┌─ Excerpted data

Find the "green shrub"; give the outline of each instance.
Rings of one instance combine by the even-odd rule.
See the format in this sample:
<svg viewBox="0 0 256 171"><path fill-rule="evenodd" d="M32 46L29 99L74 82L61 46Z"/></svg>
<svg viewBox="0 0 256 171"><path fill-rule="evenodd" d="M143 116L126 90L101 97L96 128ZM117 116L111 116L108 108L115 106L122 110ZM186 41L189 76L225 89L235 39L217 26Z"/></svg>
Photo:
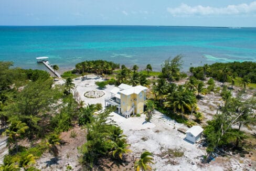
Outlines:
<svg viewBox="0 0 256 171"><path fill-rule="evenodd" d="M76 75L72 73L72 71L66 71L61 75L63 78L76 77Z"/></svg>
<svg viewBox="0 0 256 171"><path fill-rule="evenodd" d="M101 103L96 103L95 104L95 110L97 111L102 110L102 104Z"/></svg>
<svg viewBox="0 0 256 171"><path fill-rule="evenodd" d="M186 122L186 125L188 126L189 127L192 127L194 125L196 125L196 123L193 121L187 121Z"/></svg>
<svg viewBox="0 0 256 171"><path fill-rule="evenodd" d="M108 83L110 85L114 85L115 84L115 80L113 78L111 78L110 79L106 81L108 82Z"/></svg>
<svg viewBox="0 0 256 171"><path fill-rule="evenodd" d="M208 81L207 82L207 84L209 85L214 85L214 80L212 78L210 78Z"/></svg>
<svg viewBox="0 0 256 171"><path fill-rule="evenodd" d="M107 81L96 81L95 84L99 86L100 89L103 89L106 88L108 82Z"/></svg>
<svg viewBox="0 0 256 171"><path fill-rule="evenodd" d="M74 138L76 137L77 137L77 133L76 132L76 131L74 131L74 130L72 130L70 132L70 138Z"/></svg>
<svg viewBox="0 0 256 171"><path fill-rule="evenodd" d="M201 112L197 112L194 115L198 121L201 121L204 119L204 115Z"/></svg>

└─

[Short exercise]: Retype all of the items above exactly, leaving the pictures out.

[Result of this task]:
Find the "green shrub"; give the outline of each instance.
Rings of one instance combine by the even-odd rule.
See the format in this sample:
<svg viewBox="0 0 256 171"><path fill-rule="evenodd" d="M32 46L29 99L74 82L61 46Z"/></svg>
<svg viewBox="0 0 256 171"><path fill-rule="evenodd" d="M143 116L126 90L101 97L96 128ZM117 116L111 116L108 108L115 106L122 110ZM186 41L189 76L225 89L235 39L217 26Z"/></svg>
Photo:
Outlines:
<svg viewBox="0 0 256 171"><path fill-rule="evenodd" d="M76 75L72 73L72 71L66 71L61 75L63 78L76 77Z"/></svg>
<svg viewBox="0 0 256 171"><path fill-rule="evenodd" d="M101 103L96 103L95 104L95 110L97 111L102 110L102 104Z"/></svg>
<svg viewBox="0 0 256 171"><path fill-rule="evenodd" d="M186 122L186 125L188 126L189 127L192 127L194 125L196 125L196 123L193 121L187 121Z"/></svg>
<svg viewBox="0 0 256 171"><path fill-rule="evenodd" d="M108 83L110 85L114 85L115 84L115 80L113 78L111 78L110 79L106 81L108 82Z"/></svg>
<svg viewBox="0 0 256 171"><path fill-rule="evenodd" d="M208 81L207 82L207 84L209 85L214 85L214 80L212 78L210 78Z"/></svg>
<svg viewBox="0 0 256 171"><path fill-rule="evenodd" d="M107 81L96 81L95 84L99 86L100 89L103 89L106 88L108 82Z"/></svg>
<svg viewBox="0 0 256 171"><path fill-rule="evenodd" d="M74 138L76 137L77 137L77 133L76 132L76 131L74 131L74 130L72 130L70 132L70 138Z"/></svg>
<svg viewBox="0 0 256 171"><path fill-rule="evenodd" d="M201 112L197 112L194 115L198 121L201 121L204 119L204 115Z"/></svg>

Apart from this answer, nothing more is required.